== Supplied passage ==
★ ★ ★ ★

But growers are pretty interested in it just because there is a lot of research going on
and there are a couple of people adopting it.
And the benefit of the roller over the mower would be that the roller,
you're keeping the mulch sort of anchored to the ground,
whereas when you mow something, it can blow away,
so you're not maintaining that mulch on the ground.
So the roller would be preferable for reducing tillage,
but if you didn't have access to it, then a mower would also produce a benefit.
Cool well look I'm going to come back to this topic at the very end of this chat when I talk
about my own garden and we try and apply some of this knowledge to small scale veggie gardening in
my case but but first maybe you could fast forward a bit and just kind of tell us what you're doing
now and well yeah just tell us what you're up to these days.
Okay.
I am, right now I'm working for the Ministry of Agriculture here in Abbotsford.
And what I was hired to do is to, I'm coordinating a soil study that we're doing across the Fraser Valley.
So we're sampling, taking soil samples from farms extending from West Delta to East Chilliwack.
And we're looking at post-harvest nutrient status.
So we're taking soil samples once the farmers have already harvested their crop.
And this is basically the objective of looking at post-harvest nutrient status
is to say, okay, what's left in the soil after the growing season,
which ideally would not be very much
because in BC especially or the lower Fraser Valley
with so much rain,
your nutrients at the end of the season
are really susceptible to loss,
nitrogen mostly down to the groundwater or surface water,
and then phosphorus also into surface water.
So what it really is is a monitoring that we're doing right now.
It's a study that was done the first time in 2005, so this is a follow-up.
So it's seven years later, and we're going back to as many of the same farms as possible and seeing, okay, has, have nutrient levels changed? Because hopefully
some of their farm practices have changed in the last seven or so years with some of the
environmental farm planning that's been a lot more prominent in the last five to 10 years.
a lot more prominent in the last five to ten years that's a little synopsis right cool okay so um i guess uh i guess maybe we can start transitioning into um talking a little bit in terms of just
some of the practical aspects of all the knowledge in your head for growers um hopefully so so look
here's what's here's what's, I'm really happy to talk to you
about reducing tillage and green manure management because I'm interested in doing both. Um, but then,
and then maybe we'll talk a little bit about nutrient, uh, leaching in general, because I
have a few questions about that. But, um, so look, I, I did a couple of podcasts already earlier on about my intention to keep my pathways in my garden permanently in cover crop, a green manure.
To the extent that I've done it so far this season, it was the pathways were in white Dutch clover.
And my original thinking was that I would make my pathways the same size as my beds
for maybe two years.
I'd keep the, uh, the, the, the clover in there and mow it regularly.

★ ★ ★ ★

== Source material ==

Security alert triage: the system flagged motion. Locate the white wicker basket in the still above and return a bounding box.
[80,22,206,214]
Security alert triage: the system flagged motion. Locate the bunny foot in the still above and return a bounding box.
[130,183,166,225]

★ ★ ★ ★

== What is asked ==
**A.** Transcribe the part of the interview transcript that opens with the words containing "And my original" and closes with "mow it regularly.".
**B.** According to the interview transcript, why would a roller be preferable to a mower for reducing tillage? Answer in one to three sentences.

== List of solutions ==
**A.**
And my original thinking was that I would make my pathways the same size as my beds
for maybe two years.
I'd keep the, uh, the, the, the clover in there and mow it regularly.

**B.** A roller keeps the mulch anchored to the ground. When a cover crop is mowed, the cut material can blow away, so the mulch isn't maintained on the ground.